◆ Problem to work on
Copy out each line below in which the string "deer" appears.

──────── Source material ────────

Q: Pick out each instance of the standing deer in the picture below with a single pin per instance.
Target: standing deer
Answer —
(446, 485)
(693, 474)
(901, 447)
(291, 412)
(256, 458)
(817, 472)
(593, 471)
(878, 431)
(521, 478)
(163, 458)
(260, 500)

────────

◆ Solution for this exercise
Q: Pick out each instance of the standing deer in the picture below with a single pin per instance.
Target: standing deer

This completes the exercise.